According to the article on retina research, what kind of surgery did Dr. Miller perform in the procedure that was live streamed to the Vit-Buckle Society meeting?

▶ READING TEXT
<<<<

Groundbreaking Retina Research Preserves Sight

Photography by Daniel Smyth

Our eyes are intricate tools that gather light and communicate with the brain, creating conversations through its many working parts. Loss of sight is a dreaded disability, and one the Cincinnati Eye Institute (CEI) is actively fighting. 

The retina is a layer of cells in the innermost part of three basic tissues that make up the eye: the sclera, encasing the eyeball in a white color; the choroid, the eye’s blood supply; and the retina is the light sensor for the eye.

CEI is a national leader in the area of retina research, conducting cutting edge surgeries, therapies and clinical trials to bring clarity to patients’ retinal problems.

Daniel M. Miller, MD, PhD, is medical director of CEI and specializes in all medical and surgical retinal diseases. He also has led more than 30 clinical trials. Dr. Miller was recently awarded the top surgery from the fourth annual Vit-Buckle Society, an international retinal surgery conference. This was no routine surgical procedure; the surgery was live streamed to the Vit-Buckle Society meeting with attendees from around the world. Other participating surgeons were from Cleveland, San Francisco and San Juan, Puerto Rico. “Conference participants could look through my microscope feed and a panel asked questions about my techniques while I operated,” says Dr. Miller. “It was a retinal detachment surgery in a diabetic patient with diabetic retinopathy – many complex maneuvers were used.” 

Dr. Miller decided to become an ophthalmologist in medical school after observing a surgeon performing retinal surgery on a diabetic patient – similar to the Vit-Buckle Society procedure. 

As the aging population continues to increase, the number of patients living into their 80s and 90s is expanding, along with eye problems that occur in the elderly: macular degeneration, a disease that gradually destroys central vision; diabetic retinopathy, occurring as diabetes damages blood vessels inside the retina; retinal detachment, when the retina is pulled away from its position at the back of the eye.  

“One of the biggest challenges are the unmet needs; there currently is no treatment or cure for dry macular degeneration – patients slowly lose their vision throughout 10 to 15 years,” says Dr. Miller. “Fortunately CEI is one of the leading centers in the U.S. in terms of having multiple trials and investigating new therapies and some show promise.”

>>>>

▶ Dataset records
<<<<

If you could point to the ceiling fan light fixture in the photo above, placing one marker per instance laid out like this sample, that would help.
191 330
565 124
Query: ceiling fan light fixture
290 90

>>>>

▶ OUTPUT OF THE TASK
A retinal detachment surgery in a diabetic patient with diabetic retinopathy.